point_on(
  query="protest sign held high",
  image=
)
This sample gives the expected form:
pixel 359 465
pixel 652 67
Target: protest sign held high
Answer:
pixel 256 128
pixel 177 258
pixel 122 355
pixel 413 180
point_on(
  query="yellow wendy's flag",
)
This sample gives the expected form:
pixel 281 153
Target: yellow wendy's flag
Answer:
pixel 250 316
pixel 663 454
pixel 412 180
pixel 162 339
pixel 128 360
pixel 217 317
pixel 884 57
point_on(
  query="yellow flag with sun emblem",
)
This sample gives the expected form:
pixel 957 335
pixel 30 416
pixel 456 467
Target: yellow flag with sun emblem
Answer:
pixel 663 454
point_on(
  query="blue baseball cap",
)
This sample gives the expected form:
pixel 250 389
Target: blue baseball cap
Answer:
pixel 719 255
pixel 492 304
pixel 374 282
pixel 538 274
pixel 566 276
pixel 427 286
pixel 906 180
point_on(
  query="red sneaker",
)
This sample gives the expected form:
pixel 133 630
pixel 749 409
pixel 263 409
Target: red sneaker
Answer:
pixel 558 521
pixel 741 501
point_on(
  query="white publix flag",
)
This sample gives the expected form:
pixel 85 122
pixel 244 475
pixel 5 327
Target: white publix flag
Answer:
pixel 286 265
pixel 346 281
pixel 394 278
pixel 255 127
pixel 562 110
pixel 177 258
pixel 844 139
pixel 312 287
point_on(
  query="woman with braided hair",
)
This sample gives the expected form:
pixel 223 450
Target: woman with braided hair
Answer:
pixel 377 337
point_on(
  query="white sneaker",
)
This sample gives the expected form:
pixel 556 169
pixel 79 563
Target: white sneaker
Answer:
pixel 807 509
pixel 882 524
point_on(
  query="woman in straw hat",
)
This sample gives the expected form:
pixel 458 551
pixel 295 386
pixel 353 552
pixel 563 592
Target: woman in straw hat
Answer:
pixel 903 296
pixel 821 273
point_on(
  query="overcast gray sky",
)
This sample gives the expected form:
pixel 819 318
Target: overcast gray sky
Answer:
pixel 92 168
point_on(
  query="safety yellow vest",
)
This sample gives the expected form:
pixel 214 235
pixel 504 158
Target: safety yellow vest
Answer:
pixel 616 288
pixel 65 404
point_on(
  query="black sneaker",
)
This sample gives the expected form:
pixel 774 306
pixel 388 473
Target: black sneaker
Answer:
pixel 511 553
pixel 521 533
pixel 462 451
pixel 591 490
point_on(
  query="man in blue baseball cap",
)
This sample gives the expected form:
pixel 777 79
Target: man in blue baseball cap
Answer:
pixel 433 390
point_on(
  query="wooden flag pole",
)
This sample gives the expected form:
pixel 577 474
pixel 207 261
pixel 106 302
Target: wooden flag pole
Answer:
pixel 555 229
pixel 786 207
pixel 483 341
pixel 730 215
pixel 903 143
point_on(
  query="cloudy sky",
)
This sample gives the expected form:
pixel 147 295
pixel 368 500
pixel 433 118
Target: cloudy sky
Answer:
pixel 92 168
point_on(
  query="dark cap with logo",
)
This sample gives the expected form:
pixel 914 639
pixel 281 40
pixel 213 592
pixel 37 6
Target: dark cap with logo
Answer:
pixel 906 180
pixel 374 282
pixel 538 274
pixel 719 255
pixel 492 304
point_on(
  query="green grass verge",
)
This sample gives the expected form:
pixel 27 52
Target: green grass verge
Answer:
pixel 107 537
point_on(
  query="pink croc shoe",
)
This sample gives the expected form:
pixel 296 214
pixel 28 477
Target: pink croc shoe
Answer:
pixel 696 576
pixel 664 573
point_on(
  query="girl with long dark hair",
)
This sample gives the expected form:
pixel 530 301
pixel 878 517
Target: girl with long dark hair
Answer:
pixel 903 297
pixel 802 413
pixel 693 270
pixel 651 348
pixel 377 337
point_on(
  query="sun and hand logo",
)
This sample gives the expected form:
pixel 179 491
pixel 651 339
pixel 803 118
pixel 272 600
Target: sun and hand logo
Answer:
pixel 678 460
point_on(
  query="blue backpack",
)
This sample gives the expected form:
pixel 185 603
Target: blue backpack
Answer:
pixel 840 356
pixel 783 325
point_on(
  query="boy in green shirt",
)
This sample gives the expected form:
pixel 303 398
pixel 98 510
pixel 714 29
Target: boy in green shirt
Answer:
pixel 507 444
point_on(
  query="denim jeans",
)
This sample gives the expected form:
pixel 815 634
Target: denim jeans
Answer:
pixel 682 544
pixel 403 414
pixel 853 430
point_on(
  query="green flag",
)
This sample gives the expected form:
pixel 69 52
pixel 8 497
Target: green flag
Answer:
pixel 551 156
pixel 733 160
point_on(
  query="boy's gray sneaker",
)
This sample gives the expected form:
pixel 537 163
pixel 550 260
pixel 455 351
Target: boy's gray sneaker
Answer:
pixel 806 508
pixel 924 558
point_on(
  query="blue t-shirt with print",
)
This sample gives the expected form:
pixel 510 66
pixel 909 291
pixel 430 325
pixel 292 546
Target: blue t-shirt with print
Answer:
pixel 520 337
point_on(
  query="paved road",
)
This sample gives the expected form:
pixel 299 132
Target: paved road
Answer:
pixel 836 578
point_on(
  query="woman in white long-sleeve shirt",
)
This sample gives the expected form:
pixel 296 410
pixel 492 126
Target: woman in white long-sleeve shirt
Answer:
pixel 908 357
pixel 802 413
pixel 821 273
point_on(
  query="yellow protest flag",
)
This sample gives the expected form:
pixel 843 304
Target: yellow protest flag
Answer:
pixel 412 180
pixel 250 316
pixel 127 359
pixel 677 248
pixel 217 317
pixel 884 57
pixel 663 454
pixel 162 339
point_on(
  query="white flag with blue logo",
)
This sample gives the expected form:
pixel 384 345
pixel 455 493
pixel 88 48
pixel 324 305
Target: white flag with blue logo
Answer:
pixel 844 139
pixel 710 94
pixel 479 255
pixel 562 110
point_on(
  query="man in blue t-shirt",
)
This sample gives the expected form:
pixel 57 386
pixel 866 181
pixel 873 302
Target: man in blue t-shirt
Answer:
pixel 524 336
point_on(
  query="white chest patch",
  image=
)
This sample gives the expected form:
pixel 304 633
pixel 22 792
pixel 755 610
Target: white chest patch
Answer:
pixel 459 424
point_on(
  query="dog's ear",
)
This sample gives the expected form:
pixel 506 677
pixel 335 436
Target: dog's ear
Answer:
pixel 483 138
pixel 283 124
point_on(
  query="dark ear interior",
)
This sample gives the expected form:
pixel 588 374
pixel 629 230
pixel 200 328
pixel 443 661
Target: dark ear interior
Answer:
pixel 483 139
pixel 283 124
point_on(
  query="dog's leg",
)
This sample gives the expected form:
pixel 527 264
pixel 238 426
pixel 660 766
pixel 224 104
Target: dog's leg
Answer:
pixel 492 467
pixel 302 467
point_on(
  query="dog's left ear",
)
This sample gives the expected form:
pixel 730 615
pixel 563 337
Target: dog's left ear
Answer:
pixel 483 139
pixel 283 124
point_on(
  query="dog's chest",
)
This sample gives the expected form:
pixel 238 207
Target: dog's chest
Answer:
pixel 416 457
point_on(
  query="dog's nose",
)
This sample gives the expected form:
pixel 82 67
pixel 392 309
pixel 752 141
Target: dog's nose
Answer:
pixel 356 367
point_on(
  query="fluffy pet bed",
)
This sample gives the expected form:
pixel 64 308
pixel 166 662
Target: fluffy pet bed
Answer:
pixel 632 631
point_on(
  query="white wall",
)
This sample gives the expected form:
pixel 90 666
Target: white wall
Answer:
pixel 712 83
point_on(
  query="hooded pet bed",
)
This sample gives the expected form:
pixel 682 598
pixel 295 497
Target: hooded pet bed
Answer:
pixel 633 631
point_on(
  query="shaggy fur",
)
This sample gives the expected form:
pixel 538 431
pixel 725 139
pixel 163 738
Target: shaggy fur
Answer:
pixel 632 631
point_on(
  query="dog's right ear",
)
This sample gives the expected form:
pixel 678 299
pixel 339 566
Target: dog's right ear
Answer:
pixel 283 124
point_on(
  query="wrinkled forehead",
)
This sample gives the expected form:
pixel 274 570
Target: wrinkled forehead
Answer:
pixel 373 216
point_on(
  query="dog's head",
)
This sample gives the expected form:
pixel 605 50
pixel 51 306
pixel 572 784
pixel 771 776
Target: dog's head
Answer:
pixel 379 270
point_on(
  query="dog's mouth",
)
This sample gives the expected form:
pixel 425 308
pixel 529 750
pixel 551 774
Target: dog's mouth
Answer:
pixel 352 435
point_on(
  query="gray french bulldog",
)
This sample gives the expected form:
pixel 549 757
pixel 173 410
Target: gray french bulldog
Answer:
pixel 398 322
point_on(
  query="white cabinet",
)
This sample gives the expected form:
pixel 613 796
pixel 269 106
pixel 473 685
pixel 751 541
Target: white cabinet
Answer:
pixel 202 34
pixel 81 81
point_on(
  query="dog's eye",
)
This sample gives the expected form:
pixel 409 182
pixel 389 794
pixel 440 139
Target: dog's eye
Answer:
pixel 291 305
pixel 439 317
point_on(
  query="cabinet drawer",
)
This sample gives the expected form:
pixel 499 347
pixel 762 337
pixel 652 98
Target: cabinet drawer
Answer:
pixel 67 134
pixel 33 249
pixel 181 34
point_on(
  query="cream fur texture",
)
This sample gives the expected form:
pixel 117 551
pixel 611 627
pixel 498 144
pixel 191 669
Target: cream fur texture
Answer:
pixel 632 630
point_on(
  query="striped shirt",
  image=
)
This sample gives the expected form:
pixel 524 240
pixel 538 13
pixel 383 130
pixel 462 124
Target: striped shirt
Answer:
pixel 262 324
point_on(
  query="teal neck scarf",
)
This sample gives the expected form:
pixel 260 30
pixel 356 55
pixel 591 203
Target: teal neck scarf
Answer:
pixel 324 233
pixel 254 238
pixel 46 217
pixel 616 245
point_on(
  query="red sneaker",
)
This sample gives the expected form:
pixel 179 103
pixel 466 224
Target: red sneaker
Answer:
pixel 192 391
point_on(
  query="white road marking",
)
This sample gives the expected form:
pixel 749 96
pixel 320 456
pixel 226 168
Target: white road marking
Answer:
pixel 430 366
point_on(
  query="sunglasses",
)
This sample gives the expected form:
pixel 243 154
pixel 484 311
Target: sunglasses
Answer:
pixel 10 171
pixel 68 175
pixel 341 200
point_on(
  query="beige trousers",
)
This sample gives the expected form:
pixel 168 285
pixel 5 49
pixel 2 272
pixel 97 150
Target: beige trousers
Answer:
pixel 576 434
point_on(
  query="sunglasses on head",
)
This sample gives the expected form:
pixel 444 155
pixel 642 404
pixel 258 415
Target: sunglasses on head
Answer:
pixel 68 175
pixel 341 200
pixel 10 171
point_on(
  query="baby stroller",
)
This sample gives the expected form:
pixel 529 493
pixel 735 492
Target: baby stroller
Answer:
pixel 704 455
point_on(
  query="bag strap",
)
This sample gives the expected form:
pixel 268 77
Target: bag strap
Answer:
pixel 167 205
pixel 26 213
────────────────
=== TASK PROMPT ===
Please extract every line from the entries above that contains the string "straw", matching case exactly.

=== SOLUTION TO THIS TASK ===
  query="woman in straw hat",
Target: woman in straw hat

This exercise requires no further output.